## Task details
Continue the description of the Nikkei internments database from the point where it stops.

## Text segment
▼▼▼
The database will also serve as the foundation for the creation of a web-based application to support discovery by researchers, members of the public around the world, and Nikkei community members, joining a suite of digital archival outputs at UVic in this topic area.

The web-based outputs entail the production of searchable indexes and multilingual web pages, maps and spreadsheets created by a build process from intermediary eXtensible Markup Language (XML) data files. The value of the database for research hinges significantly on its ability to facilitate integrative analysis of complex archival materials that have, in past research, been isolated from one another as paper records in archival repositories across the world. The XML markup and searchability of the database provides the infrastructural integration that underlies integrative analysis.

In addition to holding the seven digital collections on Nikkei internments, the database will offer four unique features designed to meet the needs of users:

  1. Multilingual capacity: The database will offer multilingual (English, Portuguese, and Japanese) data, database tools and user interfaces to users.
  2. Geographic Referencing Features: The database will report on specific geo-referencing features that will enable researchers to generate spatial representations (for example to see the distribution of items that are about women) to visually demonstrate the regional context of experiences across the study areas, and to locate features mentioned in the texts. The objective is to integrate these capabilities with the browse and text-based query and report capabilities of the site in a manner that will long outlive the active development phase of the project. To do this, we need to build appropriate data structures, write the code processing those structures and prepare and populate a map-tile server provisioned for this project.
  3. Sophisticated Searches: The database will comply with professional archival standards and enable sophisticated searches by researchers around the world. These capabilities for the end user are normally provided by a back-end database server and executable code running on the web server to communicate with the database. What distinguishes our approach is that our build process eliminates the need for the back-end database and for executable code running on the web server, thus dramatically increasing the long-term sustainability of the project at minimal cost and eliminating technical dependencies that are a common cause of failure over time. After it is completed and made available to the research team, features of this database will become part of the standard build environment used by the staff programmers at the University of Victoria and thus available to be used by other projects. The executable files and technical documentation will be openly accessible.
▲▲▲
## Dataset entries
▼▼▼
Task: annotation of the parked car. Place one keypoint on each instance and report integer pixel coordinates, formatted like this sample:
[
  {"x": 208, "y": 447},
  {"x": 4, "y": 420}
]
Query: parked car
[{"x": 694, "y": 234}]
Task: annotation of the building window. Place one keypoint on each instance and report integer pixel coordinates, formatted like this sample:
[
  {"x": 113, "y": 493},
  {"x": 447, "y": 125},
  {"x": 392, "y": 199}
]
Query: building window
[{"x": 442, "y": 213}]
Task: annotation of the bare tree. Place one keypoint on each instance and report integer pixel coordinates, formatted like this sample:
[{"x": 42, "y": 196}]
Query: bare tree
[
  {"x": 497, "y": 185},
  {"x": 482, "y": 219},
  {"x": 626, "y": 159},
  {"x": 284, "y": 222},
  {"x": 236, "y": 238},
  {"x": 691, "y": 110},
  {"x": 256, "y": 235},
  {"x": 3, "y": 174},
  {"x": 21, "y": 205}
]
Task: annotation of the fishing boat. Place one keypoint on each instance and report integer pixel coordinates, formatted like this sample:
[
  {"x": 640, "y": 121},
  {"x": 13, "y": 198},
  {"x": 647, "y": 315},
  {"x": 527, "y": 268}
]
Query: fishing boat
▲▲▲
## Reply
  4. Diagnostic Reporting Capabilities: The database will also include new diagnostic reporting capabilities within the code to pinpoint data and processing errors, to minimize costs of debugging and correcting errors. As a result, the database will be designed to last for decades with minimal technological dependencies and technical support demands.

The UVic’s Humanities Computing and Media Centre brings critical expertise to the project and will implement the following workflow over a period of four years to develop the database.

  1. Enter data, transfer and convert format, and merge existing data to create a collection of structured data files including metadata, transcription and markup of features of interest (XML documents validated against a schema)
  2. Create technical diagnostic programs to ensure data files will support the features required in the output products, in particular the multilingual capabilities.
  3. Design, develop and test a suite of programs that processes validated data files into output products on a development server and beta-test those outputs, in particular customizations to support the map-based and multilingual features (a build process invoked every time the repository is updated using a Java library called ANT to invoke executable code written in XSLT and related technologies).
  4. Copy the output products to a publicly accessible production server and test those outputs for useability, standards compliance and long-term viability (i.e. “publication” of a digital edition on instruction of principal investigator).